Lay out the lines of the entries below as a Markdown table with the columns "Row" and "Content," numbering each line and leaving out blank lines. Include only the lines from the one containing "Pinpoint the person holding" up to and including the one containing "176, 48, 253, 142".

-- START OF RECORDS TO PROCESS --

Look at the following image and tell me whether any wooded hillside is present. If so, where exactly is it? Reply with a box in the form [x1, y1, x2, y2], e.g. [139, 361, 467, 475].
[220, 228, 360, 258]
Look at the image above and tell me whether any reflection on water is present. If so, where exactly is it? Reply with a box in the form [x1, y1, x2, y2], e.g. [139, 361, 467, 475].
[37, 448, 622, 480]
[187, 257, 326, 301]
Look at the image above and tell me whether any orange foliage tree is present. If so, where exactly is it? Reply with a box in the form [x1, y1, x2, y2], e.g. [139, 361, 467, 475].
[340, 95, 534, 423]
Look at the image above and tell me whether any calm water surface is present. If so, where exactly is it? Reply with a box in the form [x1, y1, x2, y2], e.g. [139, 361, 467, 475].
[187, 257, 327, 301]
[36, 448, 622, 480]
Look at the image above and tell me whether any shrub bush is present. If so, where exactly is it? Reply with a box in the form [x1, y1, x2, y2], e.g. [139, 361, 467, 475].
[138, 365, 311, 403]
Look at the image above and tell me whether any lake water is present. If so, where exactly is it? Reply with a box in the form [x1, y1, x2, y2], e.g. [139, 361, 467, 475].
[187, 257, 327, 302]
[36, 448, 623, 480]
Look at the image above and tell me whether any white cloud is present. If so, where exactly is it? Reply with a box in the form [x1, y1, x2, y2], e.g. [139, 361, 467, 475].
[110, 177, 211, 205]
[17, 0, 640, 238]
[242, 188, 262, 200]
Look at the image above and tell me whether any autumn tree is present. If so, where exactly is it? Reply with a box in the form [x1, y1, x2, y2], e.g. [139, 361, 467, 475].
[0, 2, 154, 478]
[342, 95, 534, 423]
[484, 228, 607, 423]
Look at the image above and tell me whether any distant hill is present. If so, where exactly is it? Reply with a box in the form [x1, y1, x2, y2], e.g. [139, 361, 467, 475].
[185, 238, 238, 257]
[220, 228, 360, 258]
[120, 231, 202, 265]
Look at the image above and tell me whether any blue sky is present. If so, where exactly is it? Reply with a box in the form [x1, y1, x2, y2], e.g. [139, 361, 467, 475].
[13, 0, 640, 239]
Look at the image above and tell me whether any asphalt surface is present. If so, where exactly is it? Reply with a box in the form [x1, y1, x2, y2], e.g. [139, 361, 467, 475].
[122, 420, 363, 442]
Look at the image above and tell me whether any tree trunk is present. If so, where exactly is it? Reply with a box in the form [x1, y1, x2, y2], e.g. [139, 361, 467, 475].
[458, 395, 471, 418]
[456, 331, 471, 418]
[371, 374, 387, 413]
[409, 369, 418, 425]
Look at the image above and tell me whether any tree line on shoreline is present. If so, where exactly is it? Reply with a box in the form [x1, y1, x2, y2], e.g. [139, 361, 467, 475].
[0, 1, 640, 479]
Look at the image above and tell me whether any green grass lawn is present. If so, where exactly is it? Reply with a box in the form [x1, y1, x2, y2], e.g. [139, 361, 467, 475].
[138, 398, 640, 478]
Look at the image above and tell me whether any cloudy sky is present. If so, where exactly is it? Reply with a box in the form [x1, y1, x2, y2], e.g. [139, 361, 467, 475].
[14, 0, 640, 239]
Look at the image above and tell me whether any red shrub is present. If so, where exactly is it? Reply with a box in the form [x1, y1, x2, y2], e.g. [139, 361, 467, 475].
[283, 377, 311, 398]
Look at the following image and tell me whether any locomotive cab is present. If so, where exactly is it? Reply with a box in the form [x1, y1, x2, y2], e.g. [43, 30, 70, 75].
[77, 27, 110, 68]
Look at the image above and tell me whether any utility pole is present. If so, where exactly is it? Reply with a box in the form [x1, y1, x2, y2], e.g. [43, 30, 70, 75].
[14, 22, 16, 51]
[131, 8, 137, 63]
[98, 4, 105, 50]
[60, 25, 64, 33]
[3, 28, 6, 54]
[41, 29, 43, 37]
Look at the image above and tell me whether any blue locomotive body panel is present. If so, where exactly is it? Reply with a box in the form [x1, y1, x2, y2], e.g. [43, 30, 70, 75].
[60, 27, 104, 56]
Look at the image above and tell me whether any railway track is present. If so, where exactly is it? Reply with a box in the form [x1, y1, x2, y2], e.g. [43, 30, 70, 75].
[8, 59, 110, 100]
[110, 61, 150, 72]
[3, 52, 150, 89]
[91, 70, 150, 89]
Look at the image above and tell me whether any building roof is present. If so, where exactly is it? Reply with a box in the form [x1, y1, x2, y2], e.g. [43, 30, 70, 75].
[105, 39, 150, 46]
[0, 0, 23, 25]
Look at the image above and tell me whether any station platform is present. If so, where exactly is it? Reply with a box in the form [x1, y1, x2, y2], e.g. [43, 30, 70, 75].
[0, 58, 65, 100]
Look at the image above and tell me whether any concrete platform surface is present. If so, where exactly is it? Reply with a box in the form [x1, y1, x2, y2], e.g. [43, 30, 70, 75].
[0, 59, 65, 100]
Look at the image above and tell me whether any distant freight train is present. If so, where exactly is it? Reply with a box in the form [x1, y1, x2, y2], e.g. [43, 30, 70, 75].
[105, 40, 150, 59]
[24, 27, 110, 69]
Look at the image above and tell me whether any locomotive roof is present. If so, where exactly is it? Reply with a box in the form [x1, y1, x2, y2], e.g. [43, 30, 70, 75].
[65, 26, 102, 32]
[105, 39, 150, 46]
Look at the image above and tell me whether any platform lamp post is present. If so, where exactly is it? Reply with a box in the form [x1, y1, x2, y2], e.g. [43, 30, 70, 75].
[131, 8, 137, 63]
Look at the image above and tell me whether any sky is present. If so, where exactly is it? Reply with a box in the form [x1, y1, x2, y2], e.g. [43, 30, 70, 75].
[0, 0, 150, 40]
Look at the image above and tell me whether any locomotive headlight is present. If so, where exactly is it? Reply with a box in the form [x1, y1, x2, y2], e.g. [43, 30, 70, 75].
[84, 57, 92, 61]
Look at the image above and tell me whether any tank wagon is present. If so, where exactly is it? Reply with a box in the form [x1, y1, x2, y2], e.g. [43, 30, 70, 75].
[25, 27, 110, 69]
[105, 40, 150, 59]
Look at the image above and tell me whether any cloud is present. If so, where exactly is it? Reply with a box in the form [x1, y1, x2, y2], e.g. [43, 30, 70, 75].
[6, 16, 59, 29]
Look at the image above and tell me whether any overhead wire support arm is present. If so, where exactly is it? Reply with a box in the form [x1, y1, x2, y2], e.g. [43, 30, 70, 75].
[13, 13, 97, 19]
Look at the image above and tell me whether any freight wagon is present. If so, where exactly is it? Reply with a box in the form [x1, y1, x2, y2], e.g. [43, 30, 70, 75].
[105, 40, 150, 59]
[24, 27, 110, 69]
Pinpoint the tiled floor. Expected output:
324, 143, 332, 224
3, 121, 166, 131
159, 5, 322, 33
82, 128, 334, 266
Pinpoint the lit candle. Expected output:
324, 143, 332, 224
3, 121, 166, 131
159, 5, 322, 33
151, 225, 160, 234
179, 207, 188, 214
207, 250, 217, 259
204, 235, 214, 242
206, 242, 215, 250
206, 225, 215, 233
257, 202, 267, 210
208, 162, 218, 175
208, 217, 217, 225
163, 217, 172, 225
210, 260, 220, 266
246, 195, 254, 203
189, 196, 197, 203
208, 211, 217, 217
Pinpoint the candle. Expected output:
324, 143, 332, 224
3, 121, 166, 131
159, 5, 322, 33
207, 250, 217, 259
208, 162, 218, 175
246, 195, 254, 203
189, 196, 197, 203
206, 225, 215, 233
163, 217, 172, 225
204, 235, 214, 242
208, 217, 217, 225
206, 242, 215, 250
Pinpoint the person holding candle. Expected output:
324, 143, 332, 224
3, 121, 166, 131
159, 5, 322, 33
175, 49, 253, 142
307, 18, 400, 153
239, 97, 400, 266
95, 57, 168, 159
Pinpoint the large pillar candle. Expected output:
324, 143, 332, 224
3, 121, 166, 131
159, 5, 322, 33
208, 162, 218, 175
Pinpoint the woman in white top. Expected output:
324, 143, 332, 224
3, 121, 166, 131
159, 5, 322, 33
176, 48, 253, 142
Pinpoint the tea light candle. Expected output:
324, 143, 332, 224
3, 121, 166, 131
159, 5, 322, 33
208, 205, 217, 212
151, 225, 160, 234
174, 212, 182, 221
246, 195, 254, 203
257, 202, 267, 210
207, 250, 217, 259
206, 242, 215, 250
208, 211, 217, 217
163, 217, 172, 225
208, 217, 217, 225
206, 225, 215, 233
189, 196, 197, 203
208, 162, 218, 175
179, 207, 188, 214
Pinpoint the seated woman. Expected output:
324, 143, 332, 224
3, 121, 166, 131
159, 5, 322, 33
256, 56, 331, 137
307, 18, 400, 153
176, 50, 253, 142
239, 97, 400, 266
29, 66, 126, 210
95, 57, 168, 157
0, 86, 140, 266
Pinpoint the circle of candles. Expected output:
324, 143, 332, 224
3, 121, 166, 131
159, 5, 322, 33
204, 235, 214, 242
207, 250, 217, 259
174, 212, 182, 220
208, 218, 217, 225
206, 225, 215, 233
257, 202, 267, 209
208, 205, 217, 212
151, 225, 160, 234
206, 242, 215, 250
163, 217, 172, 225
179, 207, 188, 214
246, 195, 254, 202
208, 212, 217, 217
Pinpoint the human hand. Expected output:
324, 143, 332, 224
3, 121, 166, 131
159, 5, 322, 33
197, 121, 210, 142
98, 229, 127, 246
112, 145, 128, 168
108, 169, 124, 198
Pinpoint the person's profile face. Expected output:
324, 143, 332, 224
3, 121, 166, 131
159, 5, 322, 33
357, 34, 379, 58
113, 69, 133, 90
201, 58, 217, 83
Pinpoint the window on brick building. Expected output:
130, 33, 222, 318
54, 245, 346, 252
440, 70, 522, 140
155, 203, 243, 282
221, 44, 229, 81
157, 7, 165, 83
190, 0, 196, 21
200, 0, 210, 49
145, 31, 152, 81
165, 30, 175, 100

-- END OF RECORDS TO PROCESS --
-- START OF RECORDS TO PROCESS --

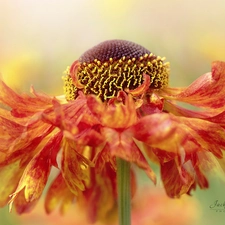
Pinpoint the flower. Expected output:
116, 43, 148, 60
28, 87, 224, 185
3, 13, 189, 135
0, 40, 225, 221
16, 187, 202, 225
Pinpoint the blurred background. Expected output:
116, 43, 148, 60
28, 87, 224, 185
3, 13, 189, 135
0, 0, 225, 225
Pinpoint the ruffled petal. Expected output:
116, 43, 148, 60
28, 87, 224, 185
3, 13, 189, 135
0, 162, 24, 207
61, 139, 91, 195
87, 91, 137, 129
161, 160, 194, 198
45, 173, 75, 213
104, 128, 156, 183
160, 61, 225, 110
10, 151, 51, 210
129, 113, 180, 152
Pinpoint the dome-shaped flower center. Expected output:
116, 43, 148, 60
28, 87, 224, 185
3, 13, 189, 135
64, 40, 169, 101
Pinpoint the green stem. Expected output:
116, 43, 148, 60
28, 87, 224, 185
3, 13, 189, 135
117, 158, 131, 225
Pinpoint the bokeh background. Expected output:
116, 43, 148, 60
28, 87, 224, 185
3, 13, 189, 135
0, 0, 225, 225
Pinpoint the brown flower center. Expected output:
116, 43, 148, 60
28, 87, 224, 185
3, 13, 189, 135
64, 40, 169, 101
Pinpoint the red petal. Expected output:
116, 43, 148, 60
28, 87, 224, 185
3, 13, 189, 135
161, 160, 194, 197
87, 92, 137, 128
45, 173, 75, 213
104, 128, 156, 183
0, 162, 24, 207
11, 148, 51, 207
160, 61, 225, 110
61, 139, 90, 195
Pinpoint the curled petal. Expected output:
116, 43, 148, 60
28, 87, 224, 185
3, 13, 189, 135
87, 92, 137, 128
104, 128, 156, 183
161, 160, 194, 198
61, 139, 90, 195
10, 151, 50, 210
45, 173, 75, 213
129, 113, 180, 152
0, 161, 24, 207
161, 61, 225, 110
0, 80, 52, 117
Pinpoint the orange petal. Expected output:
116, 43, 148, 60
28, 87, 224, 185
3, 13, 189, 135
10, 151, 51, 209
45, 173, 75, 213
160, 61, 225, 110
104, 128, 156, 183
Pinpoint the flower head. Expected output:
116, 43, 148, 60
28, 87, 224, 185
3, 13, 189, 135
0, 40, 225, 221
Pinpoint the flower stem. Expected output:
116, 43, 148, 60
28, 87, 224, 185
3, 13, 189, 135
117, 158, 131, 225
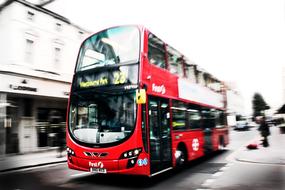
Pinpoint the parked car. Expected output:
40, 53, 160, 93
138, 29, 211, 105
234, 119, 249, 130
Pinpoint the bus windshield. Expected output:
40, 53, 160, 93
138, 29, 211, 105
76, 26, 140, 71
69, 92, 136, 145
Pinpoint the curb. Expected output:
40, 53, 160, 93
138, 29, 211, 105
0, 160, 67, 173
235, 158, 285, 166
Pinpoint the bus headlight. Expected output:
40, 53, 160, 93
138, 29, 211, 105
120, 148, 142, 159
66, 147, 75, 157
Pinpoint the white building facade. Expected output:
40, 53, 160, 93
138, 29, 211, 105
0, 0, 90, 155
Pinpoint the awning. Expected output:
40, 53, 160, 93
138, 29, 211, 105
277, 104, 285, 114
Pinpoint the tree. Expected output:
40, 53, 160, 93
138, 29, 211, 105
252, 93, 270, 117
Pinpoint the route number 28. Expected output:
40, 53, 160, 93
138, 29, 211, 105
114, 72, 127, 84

-- END OF RECORDS TO PROCESS --

■ TASK RESPONSE:
| Row | Content |
|---|---|
| 1 | Pinpoint the person holding candle. Expected output: |
| 2 | 324, 143, 332, 224 |
| 3 | 3, 121, 166, 131 |
| 4 | 159, 5, 322, 33 |
| 5 | 175, 49, 253, 142 |
| 6 | 307, 18, 400, 153 |
| 7 | 239, 97, 400, 266 |
| 8 | 95, 57, 168, 159 |
| 9 | Pinpoint the large pillar candle. Expected output: |
| 10 | 324, 143, 332, 224 |
| 11 | 3, 121, 166, 131 |
| 12 | 159, 5, 322, 33 |
| 13 | 208, 162, 218, 175 |
| 14 | Pinpoint the woman in white top. Expected output: |
| 15 | 324, 143, 332, 224 |
| 16 | 3, 121, 166, 131 |
| 17 | 159, 5, 322, 33 |
| 18 | 176, 48, 253, 142 |